_Work to complete_
I would like you to restate each record word for word.

_Source material_
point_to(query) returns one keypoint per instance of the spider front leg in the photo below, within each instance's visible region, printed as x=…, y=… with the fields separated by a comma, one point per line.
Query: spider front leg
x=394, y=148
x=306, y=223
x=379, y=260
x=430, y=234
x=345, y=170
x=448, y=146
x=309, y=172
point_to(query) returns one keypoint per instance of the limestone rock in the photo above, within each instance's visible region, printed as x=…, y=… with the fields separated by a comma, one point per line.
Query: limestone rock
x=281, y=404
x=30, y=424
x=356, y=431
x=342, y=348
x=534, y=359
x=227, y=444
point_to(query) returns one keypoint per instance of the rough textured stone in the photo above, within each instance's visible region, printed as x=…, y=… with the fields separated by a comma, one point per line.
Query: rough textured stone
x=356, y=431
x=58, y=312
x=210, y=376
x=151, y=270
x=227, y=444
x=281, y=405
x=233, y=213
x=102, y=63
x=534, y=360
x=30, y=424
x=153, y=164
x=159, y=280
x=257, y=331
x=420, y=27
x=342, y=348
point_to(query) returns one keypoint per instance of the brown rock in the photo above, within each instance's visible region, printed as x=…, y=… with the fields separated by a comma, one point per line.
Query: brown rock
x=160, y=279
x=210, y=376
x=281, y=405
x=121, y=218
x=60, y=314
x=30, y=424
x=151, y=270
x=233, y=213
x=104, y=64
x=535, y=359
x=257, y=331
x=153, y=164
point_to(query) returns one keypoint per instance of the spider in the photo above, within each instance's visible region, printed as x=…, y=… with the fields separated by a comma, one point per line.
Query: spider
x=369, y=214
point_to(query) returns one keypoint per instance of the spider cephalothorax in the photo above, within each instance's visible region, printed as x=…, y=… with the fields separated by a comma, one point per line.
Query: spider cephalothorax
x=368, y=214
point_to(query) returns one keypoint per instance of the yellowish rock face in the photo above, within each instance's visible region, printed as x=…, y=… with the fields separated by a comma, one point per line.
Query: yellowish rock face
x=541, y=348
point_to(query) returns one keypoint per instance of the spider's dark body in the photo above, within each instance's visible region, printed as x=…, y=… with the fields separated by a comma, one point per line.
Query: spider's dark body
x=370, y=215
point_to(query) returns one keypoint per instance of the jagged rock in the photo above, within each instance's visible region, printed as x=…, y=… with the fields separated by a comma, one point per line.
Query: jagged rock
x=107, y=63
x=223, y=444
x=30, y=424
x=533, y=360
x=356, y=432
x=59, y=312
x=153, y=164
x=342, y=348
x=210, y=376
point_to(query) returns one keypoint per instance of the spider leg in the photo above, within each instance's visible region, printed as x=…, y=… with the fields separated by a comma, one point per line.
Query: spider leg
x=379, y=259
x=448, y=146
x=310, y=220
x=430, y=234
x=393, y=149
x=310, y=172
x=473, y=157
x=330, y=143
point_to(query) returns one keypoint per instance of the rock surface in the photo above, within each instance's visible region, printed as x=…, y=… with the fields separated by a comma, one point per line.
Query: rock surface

_Result of this exercise_
point_to(query) returns one keypoint per instance of the spider front leg in the photo below, within each instance's visible region, printed as x=…, y=… with the fields separated by a comma, one point per line.
Query: spider front leg
x=394, y=148
x=306, y=223
x=379, y=260
x=430, y=234
x=345, y=170
x=448, y=146
x=309, y=172
point_to(query) returns one keypoint per instance of the limestone rock in the photo above, within each instance's visible region, printed as x=…, y=… with the fields separated by a comma, one point per line.
Query: limestone rock
x=281, y=404
x=30, y=424
x=356, y=431
x=342, y=348
x=534, y=359
x=227, y=444
point_to(query) returns one keypoint per instance of the rough textured stone in the photo above, within each instance's visible region, printed as x=…, y=… with the fields separated by a comma, one point per line.
Query: rough textured stone
x=356, y=431
x=58, y=312
x=210, y=376
x=151, y=270
x=227, y=444
x=281, y=405
x=233, y=213
x=102, y=63
x=534, y=360
x=30, y=424
x=153, y=164
x=159, y=280
x=257, y=331
x=420, y=27
x=342, y=348
point_to(query) returns one keypoint per instance of the brown rock in the photo above, within each instance's visible region, printed as x=…, y=… with the fields separated by a comma, one point per line.
Query: brown rock
x=160, y=279
x=210, y=376
x=281, y=405
x=121, y=218
x=60, y=314
x=30, y=424
x=151, y=270
x=233, y=213
x=104, y=64
x=535, y=359
x=257, y=331
x=153, y=164
point_to(query) returns one keypoint per instance of the spider in the photo above, within each instance's visible region, printed as x=…, y=… with the fields separated by a comma, one point per line.
Query: spider
x=369, y=214
point_to(query) returns one keypoint per instance of the spider cephalothorax in the photo above, within each instance's visible region, printed as x=…, y=… with the fields separated by a comma, one point per line.
Query: spider cephalothorax
x=368, y=214
point_to(query) returns one keypoint per instance of the yellowish rock face in the photo above, within each instance's visible region, printed as x=…, y=… with the fields separated by a comma, one point per line.
Query: yellowish rock face
x=541, y=348
point_to(query) returns one keypoint per instance of the spider's dark body in the photo above, within each instance's visible region, printed as x=…, y=… with the fields separated by a comma, one point per line.
Query: spider's dark body
x=370, y=215
point_to(query) returns one keypoint per instance of the jagged rock in the photo above, within each instance's visible region, printed as x=…, y=… with the fields separated by a comma, one point per line.
Query: jagged rock
x=107, y=63
x=223, y=444
x=30, y=424
x=533, y=360
x=356, y=432
x=59, y=312
x=153, y=164
x=342, y=348
x=210, y=376
point_to(query) returns one keypoint per instance of the spider leg in the photo above, within each instance's visible region, printed as x=…, y=… with the fields separated by a comma, one point per line.
Query: spider leg
x=379, y=259
x=448, y=146
x=310, y=220
x=430, y=234
x=393, y=149
x=310, y=172
x=473, y=157
x=330, y=143
point_to(query) returns one keypoint per instance of the rock surface in the photo above, within each instance's visible region, printed as x=…, y=… with the fields separated by a comma, one point per line.
Query: rock surface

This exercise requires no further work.